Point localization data
━━━━━━━━
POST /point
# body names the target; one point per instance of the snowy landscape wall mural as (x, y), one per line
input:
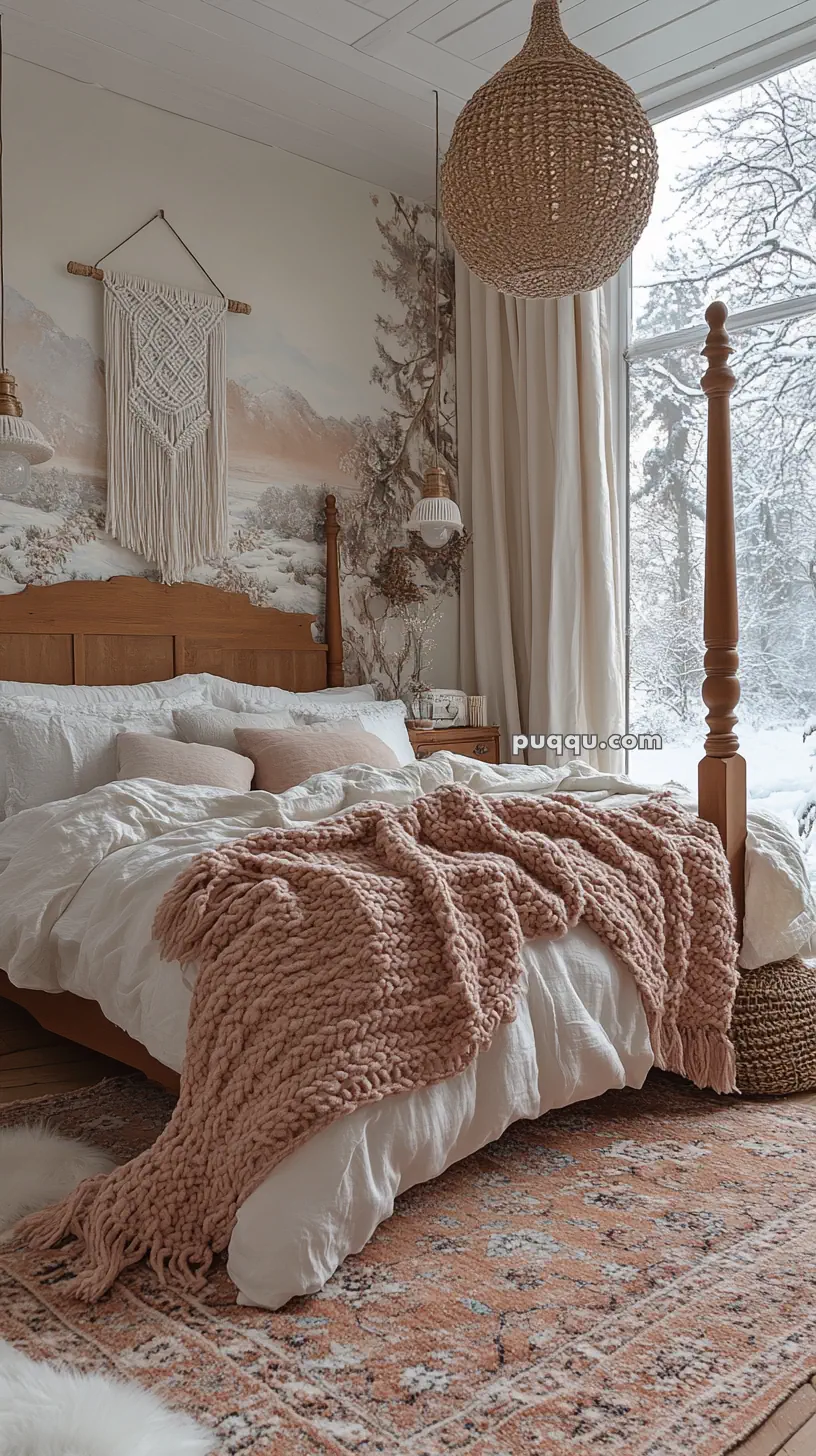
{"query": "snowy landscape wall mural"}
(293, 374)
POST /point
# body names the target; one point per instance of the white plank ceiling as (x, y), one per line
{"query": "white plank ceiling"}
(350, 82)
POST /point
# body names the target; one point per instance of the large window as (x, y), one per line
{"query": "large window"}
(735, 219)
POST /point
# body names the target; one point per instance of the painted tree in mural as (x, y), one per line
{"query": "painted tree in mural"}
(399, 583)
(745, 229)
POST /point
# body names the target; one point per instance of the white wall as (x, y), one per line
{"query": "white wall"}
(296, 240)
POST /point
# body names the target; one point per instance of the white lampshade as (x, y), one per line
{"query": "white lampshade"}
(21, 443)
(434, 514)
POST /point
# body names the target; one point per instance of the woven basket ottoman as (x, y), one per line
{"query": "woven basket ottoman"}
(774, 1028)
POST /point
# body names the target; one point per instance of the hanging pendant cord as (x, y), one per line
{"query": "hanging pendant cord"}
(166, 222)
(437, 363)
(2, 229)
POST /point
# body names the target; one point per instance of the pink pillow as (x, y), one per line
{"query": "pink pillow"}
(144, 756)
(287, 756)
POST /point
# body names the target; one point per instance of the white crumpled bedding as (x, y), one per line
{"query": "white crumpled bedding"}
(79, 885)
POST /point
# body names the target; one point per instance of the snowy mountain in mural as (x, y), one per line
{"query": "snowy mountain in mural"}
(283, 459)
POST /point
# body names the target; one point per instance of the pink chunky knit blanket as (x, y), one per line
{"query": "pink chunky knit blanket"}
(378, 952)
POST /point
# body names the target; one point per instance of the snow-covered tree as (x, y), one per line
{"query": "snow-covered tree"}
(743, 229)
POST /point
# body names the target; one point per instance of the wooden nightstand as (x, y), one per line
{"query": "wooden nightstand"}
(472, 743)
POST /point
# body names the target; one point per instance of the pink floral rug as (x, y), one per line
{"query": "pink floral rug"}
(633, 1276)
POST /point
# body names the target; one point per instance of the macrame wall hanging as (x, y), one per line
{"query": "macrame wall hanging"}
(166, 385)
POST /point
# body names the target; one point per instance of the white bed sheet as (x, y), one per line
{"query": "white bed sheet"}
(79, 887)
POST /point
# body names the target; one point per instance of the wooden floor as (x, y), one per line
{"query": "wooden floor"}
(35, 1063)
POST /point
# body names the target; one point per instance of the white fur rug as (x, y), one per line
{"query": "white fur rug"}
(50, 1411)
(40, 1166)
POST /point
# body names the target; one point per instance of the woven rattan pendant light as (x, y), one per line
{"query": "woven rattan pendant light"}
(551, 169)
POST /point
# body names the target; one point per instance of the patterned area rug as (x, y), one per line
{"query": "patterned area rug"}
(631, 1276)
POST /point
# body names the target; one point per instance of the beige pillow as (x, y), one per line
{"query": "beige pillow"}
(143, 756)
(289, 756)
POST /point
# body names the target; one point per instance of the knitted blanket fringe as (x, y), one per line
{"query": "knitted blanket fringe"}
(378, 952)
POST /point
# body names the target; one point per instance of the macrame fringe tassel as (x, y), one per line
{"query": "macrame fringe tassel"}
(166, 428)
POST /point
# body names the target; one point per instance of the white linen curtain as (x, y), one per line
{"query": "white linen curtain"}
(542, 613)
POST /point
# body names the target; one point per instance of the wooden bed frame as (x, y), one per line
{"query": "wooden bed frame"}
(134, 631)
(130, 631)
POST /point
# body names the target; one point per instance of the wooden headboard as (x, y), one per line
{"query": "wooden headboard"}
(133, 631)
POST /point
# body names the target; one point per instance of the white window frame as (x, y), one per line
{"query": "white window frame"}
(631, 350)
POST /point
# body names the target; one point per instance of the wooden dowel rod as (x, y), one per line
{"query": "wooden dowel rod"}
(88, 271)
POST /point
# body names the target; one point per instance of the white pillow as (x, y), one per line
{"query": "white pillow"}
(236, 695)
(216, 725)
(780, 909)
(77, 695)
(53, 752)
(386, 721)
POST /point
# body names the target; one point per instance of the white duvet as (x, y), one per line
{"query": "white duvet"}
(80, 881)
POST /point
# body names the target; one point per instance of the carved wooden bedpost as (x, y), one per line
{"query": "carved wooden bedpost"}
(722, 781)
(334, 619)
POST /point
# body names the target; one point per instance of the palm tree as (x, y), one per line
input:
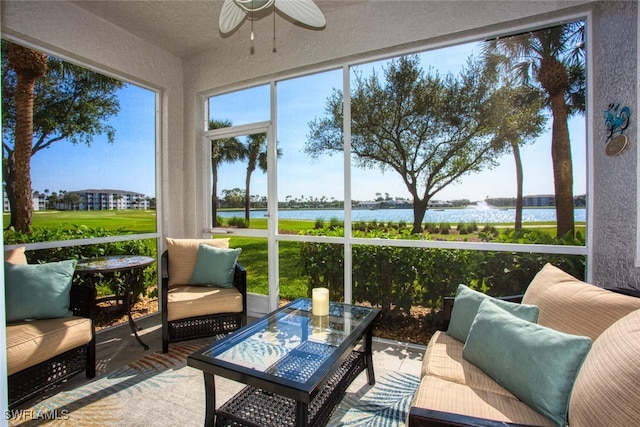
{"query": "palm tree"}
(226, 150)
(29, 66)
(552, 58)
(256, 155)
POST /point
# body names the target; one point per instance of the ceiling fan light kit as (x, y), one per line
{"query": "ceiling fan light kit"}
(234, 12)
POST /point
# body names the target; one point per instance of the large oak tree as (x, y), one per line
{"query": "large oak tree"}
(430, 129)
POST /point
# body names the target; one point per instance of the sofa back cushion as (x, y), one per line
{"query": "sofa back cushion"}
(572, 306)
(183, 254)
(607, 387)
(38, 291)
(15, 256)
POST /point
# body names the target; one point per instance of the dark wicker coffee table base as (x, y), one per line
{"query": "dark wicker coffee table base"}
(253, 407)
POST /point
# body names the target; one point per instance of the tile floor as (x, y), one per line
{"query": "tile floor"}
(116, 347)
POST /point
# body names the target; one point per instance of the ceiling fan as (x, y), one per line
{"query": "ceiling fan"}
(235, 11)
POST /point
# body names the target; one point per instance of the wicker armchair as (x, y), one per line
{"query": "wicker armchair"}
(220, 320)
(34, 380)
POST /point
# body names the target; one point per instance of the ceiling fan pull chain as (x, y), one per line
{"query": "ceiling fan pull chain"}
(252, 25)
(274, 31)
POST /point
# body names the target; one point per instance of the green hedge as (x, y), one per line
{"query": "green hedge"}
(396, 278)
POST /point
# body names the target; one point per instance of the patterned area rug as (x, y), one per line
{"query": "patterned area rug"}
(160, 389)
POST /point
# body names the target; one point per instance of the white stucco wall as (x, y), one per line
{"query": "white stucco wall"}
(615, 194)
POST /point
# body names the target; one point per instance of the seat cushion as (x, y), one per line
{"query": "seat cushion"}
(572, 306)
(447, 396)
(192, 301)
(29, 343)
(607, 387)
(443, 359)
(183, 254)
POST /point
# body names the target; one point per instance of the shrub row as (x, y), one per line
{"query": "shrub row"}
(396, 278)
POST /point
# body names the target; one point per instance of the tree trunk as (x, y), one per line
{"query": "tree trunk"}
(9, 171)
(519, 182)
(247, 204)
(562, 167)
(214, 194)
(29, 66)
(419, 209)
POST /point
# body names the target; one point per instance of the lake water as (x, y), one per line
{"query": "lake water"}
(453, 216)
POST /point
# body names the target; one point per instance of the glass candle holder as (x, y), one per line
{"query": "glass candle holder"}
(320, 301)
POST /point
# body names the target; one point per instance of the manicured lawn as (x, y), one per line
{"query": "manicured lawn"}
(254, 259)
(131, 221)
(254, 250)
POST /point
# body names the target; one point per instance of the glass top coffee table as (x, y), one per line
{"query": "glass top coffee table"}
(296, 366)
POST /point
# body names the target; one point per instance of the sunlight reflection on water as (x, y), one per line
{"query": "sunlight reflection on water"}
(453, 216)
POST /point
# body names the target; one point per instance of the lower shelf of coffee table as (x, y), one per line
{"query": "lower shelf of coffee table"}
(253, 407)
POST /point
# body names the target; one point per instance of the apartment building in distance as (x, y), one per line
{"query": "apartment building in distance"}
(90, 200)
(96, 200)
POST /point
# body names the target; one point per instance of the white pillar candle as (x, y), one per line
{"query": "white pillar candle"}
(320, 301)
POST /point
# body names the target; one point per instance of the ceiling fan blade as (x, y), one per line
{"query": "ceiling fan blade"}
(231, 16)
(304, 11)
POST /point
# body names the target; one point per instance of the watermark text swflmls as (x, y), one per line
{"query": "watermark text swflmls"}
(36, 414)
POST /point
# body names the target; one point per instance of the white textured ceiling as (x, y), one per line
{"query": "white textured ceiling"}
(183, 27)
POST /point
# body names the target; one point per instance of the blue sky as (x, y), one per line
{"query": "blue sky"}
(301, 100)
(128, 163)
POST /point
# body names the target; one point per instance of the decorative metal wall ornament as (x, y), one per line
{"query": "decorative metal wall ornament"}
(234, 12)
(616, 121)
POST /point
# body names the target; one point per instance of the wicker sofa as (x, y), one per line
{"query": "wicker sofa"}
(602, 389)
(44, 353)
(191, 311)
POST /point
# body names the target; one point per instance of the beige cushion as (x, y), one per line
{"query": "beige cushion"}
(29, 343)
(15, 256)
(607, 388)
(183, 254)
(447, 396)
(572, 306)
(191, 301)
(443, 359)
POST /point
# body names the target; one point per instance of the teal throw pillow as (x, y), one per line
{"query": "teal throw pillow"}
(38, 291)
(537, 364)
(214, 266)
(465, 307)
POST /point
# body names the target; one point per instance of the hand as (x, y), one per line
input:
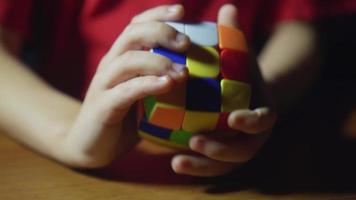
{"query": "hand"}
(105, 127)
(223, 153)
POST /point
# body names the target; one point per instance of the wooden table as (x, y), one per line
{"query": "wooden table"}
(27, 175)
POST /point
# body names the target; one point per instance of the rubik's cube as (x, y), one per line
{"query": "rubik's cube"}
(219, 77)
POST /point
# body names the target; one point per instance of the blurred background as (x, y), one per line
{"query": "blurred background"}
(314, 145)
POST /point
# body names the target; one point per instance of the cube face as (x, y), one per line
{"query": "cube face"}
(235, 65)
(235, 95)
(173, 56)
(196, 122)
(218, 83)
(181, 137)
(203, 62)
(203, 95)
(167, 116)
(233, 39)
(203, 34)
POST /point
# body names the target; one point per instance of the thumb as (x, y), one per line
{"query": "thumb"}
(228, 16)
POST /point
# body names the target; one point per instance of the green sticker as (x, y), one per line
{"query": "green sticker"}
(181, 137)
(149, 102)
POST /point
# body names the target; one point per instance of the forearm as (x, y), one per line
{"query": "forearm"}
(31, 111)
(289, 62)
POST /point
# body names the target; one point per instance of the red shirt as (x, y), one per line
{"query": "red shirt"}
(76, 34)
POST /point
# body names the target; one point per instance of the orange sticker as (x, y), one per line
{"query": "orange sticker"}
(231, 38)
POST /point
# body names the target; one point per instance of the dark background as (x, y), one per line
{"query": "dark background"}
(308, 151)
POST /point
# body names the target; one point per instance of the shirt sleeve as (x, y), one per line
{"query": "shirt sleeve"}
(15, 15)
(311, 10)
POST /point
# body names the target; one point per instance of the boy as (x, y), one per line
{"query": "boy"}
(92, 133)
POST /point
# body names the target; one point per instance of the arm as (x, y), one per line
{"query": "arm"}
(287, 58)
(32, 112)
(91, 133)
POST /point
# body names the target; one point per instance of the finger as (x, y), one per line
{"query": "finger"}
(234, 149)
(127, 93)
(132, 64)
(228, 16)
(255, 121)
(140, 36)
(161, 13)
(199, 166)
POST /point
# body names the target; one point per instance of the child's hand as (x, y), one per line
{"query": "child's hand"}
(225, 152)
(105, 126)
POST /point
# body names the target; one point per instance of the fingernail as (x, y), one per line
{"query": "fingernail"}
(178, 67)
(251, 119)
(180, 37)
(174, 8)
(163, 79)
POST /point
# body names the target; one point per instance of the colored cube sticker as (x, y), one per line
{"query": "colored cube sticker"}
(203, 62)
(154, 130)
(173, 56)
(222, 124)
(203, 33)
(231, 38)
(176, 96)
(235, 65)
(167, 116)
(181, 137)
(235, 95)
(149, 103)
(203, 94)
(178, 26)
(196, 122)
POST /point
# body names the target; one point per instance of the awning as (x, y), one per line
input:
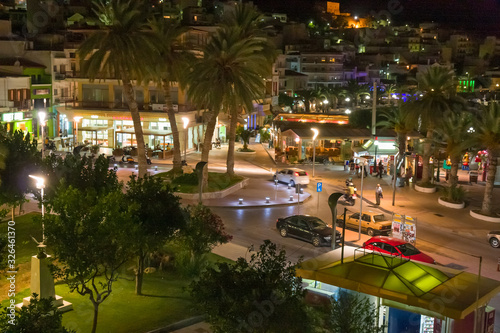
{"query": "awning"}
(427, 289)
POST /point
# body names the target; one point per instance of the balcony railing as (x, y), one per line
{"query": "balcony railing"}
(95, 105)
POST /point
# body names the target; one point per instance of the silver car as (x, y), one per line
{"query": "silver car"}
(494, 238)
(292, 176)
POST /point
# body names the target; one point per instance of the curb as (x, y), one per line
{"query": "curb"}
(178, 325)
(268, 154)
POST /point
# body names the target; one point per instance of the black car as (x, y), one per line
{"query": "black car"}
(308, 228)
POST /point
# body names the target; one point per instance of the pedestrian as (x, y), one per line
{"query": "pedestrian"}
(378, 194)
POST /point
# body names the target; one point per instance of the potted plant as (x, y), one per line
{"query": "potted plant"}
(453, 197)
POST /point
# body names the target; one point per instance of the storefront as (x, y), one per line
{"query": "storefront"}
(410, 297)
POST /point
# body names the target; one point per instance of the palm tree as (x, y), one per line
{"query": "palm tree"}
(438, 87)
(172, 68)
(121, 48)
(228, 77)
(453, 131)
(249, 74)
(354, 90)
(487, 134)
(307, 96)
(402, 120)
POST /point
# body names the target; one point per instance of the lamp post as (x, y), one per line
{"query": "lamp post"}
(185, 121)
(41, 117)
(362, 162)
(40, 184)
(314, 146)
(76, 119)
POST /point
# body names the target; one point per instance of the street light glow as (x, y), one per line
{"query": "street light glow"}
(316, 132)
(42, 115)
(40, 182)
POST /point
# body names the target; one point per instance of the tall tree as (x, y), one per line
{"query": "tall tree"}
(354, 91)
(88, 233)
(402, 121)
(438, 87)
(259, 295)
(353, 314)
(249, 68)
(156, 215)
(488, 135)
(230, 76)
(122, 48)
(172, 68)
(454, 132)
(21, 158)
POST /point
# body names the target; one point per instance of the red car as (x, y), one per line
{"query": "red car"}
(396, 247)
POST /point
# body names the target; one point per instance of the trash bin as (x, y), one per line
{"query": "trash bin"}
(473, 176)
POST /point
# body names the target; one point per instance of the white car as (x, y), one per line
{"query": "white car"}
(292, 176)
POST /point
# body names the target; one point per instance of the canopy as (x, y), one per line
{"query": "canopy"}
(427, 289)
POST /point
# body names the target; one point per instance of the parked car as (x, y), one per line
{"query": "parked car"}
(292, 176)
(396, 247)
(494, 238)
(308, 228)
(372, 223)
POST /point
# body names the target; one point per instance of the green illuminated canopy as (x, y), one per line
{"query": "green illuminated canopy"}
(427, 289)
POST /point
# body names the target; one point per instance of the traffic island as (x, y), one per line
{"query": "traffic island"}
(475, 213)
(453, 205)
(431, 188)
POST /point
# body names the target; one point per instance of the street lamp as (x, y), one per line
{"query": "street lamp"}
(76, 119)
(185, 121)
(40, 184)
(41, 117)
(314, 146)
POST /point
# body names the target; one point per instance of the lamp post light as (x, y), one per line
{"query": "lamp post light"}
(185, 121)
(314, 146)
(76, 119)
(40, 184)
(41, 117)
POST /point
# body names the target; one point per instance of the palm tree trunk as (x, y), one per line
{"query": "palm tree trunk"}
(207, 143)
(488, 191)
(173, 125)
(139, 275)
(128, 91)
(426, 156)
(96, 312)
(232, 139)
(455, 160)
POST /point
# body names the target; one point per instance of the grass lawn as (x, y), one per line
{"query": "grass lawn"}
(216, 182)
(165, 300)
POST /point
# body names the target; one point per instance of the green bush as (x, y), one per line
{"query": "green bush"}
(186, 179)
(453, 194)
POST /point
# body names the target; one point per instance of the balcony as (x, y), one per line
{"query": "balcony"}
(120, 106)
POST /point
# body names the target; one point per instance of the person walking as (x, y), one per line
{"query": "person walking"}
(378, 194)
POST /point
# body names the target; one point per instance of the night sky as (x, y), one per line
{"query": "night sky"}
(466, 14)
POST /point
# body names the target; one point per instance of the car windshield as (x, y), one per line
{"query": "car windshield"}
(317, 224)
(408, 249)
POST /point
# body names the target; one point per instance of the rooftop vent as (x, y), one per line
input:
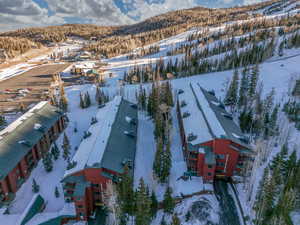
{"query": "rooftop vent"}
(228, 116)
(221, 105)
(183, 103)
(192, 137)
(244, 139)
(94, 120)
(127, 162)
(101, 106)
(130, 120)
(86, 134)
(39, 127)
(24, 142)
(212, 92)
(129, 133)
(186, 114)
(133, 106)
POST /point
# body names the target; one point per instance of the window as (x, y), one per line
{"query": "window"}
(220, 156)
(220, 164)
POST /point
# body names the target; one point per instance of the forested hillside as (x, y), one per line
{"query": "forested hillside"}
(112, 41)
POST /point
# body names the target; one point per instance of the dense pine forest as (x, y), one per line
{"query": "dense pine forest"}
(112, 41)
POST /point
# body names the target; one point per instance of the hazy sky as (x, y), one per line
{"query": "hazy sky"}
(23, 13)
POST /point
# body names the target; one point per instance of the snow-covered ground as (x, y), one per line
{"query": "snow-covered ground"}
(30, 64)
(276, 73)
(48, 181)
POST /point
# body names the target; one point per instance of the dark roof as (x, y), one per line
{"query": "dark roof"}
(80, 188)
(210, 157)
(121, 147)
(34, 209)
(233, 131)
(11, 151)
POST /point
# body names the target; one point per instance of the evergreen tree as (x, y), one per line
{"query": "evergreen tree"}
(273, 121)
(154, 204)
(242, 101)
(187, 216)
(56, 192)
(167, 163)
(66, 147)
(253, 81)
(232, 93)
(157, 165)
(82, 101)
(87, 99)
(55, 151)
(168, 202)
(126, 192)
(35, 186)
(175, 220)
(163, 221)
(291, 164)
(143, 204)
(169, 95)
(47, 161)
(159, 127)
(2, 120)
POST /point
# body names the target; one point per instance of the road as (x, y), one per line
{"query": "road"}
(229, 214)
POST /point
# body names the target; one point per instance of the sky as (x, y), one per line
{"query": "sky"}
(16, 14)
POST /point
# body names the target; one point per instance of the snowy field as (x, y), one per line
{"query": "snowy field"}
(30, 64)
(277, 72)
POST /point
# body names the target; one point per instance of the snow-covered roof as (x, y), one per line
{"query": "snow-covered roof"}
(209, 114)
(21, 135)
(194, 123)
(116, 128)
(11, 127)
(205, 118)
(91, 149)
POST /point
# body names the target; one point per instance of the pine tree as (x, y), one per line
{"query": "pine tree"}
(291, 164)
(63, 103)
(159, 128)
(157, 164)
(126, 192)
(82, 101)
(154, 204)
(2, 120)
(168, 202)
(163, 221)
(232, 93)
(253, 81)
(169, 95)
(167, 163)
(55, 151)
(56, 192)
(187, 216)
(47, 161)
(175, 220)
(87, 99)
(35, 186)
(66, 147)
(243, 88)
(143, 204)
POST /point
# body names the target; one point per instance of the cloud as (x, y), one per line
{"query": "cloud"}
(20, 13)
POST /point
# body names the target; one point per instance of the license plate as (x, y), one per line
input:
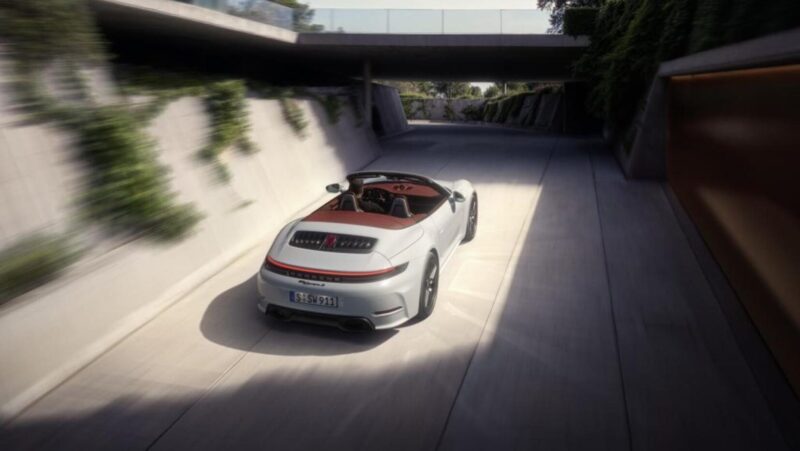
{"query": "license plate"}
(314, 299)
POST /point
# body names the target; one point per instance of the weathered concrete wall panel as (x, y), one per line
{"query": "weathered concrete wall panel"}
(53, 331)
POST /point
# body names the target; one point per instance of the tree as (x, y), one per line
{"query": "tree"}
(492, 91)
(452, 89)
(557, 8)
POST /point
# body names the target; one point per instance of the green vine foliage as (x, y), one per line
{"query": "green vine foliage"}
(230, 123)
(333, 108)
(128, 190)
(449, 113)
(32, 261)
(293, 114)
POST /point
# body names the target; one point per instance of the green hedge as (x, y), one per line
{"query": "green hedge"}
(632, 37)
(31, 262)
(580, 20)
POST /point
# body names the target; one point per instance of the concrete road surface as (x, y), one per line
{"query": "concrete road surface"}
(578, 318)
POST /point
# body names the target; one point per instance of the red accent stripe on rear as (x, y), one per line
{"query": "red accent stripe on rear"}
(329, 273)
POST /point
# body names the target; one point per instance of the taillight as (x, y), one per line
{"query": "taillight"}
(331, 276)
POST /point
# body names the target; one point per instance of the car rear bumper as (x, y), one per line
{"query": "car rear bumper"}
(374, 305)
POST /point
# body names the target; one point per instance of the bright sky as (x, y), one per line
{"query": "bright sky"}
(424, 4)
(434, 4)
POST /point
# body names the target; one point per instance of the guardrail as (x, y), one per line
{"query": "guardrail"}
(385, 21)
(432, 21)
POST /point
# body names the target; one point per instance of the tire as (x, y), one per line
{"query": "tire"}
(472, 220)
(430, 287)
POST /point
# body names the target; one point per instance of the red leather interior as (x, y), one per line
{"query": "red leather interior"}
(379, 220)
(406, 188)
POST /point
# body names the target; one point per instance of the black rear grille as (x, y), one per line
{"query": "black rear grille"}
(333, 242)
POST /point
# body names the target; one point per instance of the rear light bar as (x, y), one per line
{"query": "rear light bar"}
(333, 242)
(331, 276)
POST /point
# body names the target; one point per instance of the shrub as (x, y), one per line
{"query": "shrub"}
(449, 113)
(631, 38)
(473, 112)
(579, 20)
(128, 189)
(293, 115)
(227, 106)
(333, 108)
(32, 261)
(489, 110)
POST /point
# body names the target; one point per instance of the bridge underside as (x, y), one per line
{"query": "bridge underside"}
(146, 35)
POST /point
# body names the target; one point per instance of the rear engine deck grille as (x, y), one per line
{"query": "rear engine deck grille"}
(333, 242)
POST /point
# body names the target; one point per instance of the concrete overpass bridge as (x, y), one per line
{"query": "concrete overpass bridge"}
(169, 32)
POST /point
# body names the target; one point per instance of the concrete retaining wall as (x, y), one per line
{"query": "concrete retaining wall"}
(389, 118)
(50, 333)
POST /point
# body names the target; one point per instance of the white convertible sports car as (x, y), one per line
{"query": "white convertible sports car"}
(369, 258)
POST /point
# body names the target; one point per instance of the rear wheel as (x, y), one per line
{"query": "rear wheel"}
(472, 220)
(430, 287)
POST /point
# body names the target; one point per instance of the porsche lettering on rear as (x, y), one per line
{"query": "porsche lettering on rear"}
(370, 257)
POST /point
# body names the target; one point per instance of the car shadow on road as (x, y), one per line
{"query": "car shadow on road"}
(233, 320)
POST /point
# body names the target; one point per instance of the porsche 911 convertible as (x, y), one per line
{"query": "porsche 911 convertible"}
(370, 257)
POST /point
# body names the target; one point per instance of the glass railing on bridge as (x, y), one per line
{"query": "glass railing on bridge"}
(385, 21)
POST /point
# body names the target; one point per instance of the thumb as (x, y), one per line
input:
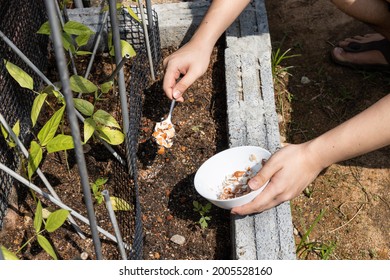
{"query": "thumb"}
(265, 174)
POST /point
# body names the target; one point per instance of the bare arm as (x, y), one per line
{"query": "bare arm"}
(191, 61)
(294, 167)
━━━━━━━━
**What to do**
Only one thing is wanted here, an exact copy of the lines from the first line above through the line containing "the snowy mountain", minus any picture.

**Exercise output**
POST /point
# body names the target; one point per instance of the snowy landscape wall mural as (x, y), one per line
input:
{"query": "snowy landscape wall mural"}
(293, 374)
POST /point
# body names the target; one point per instance of the white plank ceiling as (x, y), one per line
{"query": "white plank ceiling"}
(350, 82)
POST /point
# body names the target; one point per instance of the large window as (x, y), one per line
{"query": "large window"}
(735, 219)
POST /point
# body names the target; one point per instance of the painted tree in mural as (x, y), one per line
{"query": "painted tree in mural"}
(399, 583)
(745, 229)
POST /point
# body names the target; one point per instance of the white wall as (x, y), one per line
{"query": "white wall"}
(296, 240)
POST /point
# body names the target; one point per instance of the white lampshade as (x, y), one per line
{"query": "white lampshade"}
(21, 443)
(434, 514)
POST /point
# body names the target; one point per instance of the woven basket ottoman as (x, y), one per line
{"query": "woven basket ottoman"}
(774, 1028)
POST /point
# body names the target; one point per instance of the hanging pendant cord as (x, y), one per line
{"query": "hanging pendant cord"}
(166, 222)
(437, 363)
(2, 229)
POST /point
# body names the target; one point per instance of the pink pillow as (x, y), one per line
{"query": "pink pillow"}
(144, 756)
(287, 756)
POST /point
# body names the target; one point per instance of the white crumpled bedding as (x, y), one per line
{"query": "white crumpled bedding"}
(79, 885)
POST /point
# body names the target; one point per instance of the snowy mountain in mural as (x, y), one per line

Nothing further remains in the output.